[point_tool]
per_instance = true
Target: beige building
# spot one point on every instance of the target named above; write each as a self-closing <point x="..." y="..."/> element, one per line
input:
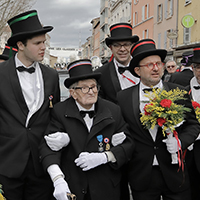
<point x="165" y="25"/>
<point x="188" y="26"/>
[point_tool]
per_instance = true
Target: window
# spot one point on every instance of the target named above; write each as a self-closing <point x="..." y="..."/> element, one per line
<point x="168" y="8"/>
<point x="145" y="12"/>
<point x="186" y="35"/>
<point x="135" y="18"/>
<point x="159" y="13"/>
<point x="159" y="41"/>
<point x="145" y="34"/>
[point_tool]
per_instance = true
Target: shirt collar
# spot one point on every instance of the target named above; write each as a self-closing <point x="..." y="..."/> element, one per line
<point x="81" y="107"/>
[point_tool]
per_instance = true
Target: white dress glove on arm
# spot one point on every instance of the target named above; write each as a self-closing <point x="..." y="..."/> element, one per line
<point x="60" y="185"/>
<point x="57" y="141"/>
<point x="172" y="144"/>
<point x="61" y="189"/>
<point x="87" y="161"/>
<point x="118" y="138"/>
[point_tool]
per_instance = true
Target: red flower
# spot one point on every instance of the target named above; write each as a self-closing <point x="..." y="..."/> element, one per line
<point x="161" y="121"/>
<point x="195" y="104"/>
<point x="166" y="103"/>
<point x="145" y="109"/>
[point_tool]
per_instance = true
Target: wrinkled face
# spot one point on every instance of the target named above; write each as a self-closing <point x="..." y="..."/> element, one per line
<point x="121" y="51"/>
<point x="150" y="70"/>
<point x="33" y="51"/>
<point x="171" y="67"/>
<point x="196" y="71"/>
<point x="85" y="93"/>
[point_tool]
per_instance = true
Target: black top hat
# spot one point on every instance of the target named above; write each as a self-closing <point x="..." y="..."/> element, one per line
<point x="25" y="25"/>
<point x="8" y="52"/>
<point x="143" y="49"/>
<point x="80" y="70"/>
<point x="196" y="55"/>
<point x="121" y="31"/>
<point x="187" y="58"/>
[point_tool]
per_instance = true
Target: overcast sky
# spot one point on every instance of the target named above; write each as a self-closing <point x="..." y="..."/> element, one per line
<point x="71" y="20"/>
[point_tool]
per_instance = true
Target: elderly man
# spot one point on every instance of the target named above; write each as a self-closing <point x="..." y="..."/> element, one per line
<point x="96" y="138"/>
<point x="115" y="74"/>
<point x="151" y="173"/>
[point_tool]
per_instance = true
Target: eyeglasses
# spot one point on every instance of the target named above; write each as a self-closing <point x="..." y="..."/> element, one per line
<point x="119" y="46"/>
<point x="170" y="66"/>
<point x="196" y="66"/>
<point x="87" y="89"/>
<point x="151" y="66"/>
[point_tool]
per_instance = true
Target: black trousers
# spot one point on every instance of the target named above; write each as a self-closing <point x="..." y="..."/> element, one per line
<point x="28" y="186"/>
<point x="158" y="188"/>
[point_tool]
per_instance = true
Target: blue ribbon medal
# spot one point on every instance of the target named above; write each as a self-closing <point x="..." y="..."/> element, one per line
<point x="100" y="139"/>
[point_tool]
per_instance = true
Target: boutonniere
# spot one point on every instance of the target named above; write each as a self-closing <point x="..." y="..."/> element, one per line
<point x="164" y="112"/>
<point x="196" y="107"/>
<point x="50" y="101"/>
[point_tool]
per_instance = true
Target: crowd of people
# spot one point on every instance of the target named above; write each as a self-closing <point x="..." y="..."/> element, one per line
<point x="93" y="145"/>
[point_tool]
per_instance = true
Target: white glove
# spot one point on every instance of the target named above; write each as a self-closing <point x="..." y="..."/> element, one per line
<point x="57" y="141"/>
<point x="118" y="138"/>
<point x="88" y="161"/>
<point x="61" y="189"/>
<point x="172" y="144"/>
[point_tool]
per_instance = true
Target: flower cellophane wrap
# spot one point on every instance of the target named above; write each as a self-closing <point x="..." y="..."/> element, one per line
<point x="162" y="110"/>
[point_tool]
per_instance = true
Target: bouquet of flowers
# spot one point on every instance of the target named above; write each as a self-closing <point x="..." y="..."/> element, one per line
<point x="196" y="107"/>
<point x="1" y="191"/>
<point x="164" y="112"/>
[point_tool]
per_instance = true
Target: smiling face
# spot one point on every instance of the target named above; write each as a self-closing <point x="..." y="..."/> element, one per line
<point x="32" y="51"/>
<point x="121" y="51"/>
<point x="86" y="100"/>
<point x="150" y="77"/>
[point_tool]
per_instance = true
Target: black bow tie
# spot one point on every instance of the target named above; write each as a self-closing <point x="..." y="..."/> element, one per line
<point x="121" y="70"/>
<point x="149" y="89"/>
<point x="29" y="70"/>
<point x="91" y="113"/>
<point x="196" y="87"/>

______________________________

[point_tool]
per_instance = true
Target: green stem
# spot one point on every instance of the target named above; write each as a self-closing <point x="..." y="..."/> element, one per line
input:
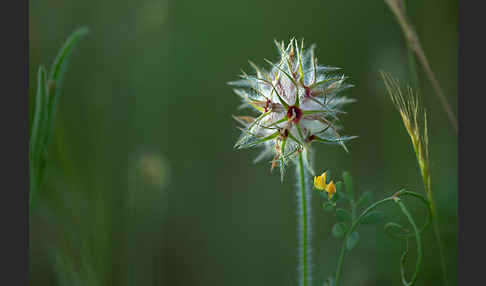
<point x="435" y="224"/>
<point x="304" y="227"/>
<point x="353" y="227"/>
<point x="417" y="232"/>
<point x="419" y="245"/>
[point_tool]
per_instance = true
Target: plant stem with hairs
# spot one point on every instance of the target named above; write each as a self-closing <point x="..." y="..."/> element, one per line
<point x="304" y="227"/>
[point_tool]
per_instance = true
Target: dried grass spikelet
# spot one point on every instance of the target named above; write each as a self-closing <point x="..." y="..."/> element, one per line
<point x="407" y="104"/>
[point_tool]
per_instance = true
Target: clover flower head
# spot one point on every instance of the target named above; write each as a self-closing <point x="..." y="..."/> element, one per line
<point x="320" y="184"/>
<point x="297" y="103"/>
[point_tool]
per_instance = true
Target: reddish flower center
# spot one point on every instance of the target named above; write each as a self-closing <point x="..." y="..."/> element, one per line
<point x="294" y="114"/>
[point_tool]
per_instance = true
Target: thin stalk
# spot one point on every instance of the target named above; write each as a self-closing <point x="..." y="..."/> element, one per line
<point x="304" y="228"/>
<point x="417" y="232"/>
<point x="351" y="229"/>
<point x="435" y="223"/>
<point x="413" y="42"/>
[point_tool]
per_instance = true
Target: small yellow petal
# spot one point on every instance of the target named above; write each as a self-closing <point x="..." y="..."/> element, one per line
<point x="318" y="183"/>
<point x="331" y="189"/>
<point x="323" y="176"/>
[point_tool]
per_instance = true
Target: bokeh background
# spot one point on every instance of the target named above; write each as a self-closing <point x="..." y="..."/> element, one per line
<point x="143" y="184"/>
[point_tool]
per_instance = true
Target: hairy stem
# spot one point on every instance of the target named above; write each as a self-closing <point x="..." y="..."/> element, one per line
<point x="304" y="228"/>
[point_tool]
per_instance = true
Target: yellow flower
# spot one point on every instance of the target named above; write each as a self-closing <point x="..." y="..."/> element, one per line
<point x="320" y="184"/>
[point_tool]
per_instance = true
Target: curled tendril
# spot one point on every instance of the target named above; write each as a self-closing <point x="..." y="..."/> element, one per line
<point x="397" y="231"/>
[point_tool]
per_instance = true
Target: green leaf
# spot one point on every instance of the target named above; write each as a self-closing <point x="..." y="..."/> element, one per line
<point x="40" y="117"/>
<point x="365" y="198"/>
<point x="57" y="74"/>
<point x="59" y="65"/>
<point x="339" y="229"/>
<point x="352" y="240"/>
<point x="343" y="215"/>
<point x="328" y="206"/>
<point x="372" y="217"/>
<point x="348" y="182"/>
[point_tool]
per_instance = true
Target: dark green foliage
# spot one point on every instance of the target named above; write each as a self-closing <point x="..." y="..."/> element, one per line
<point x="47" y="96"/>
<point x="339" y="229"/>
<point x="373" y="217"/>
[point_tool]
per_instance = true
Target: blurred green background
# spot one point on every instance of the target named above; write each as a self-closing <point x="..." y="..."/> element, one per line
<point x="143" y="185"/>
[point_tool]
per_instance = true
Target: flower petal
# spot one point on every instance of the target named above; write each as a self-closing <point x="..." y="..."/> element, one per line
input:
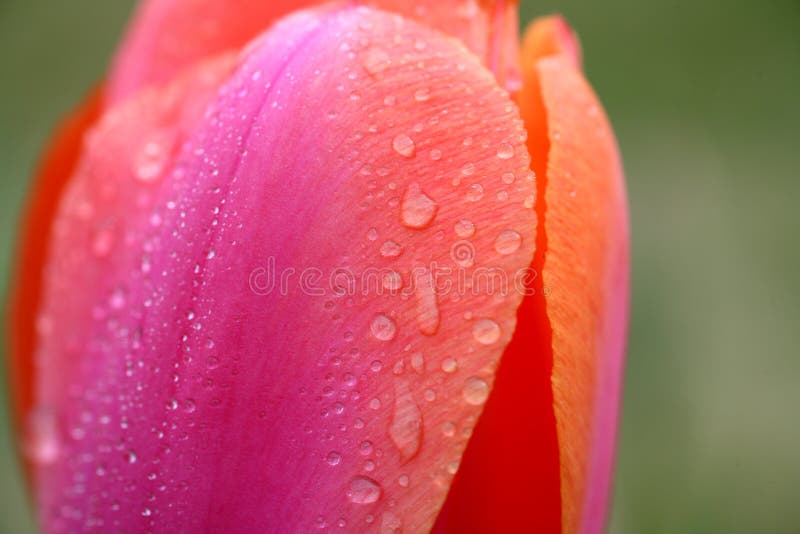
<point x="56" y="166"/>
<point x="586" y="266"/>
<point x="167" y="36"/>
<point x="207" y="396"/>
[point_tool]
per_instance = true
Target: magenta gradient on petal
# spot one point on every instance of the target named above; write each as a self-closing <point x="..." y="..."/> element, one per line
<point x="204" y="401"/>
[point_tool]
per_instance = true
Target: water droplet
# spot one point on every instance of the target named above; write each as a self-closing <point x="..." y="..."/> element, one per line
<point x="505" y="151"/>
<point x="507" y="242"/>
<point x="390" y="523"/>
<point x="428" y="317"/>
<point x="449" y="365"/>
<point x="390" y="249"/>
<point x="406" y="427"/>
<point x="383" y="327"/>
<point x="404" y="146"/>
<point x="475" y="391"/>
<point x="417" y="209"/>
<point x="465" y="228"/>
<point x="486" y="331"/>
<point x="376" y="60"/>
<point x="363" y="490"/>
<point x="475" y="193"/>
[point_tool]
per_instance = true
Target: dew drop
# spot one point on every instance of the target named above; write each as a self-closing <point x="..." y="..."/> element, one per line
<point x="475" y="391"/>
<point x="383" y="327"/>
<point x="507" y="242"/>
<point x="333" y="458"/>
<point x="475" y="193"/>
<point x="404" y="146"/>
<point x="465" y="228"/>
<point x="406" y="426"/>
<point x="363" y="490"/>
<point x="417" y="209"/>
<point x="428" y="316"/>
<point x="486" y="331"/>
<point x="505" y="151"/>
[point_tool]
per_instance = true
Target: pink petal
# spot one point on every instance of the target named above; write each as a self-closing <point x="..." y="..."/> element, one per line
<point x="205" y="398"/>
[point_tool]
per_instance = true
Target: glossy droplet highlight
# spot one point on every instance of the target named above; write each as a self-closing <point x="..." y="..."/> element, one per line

______________________________

Your objective:
Beginning with the line holding "Target: shirt collar" and ending with the line holding "Target: wrinkled face", write out the stretch of material above exactly; add no further lines.

Output of the task:
Target: shirt collar
# spot one point on every instance of the target named above; write each as a self-closing <point x="..." y="..."/> element, one per line
<point x="81" y="107"/>
[point_tool]
per_instance = true
Target: white dress glove on arm
# spot one point on every instance of the target named above; write each as a self-closing <point x="..." y="..."/> element, one per line
<point x="60" y="185"/>
<point x="57" y="141"/>
<point x="172" y="144"/>
<point x="61" y="189"/>
<point x="87" y="161"/>
<point x="118" y="138"/>
[point_tool]
per_instance = true
Target: red flower
# spot one point on every instance of the target named above; write each as a self-closing <point x="..." y="..."/> element, one per line
<point x="161" y="121"/>
<point x="195" y="104"/>
<point x="166" y="103"/>
<point x="145" y="109"/>
[point_tool]
per_instance = true
Target: wrinkled face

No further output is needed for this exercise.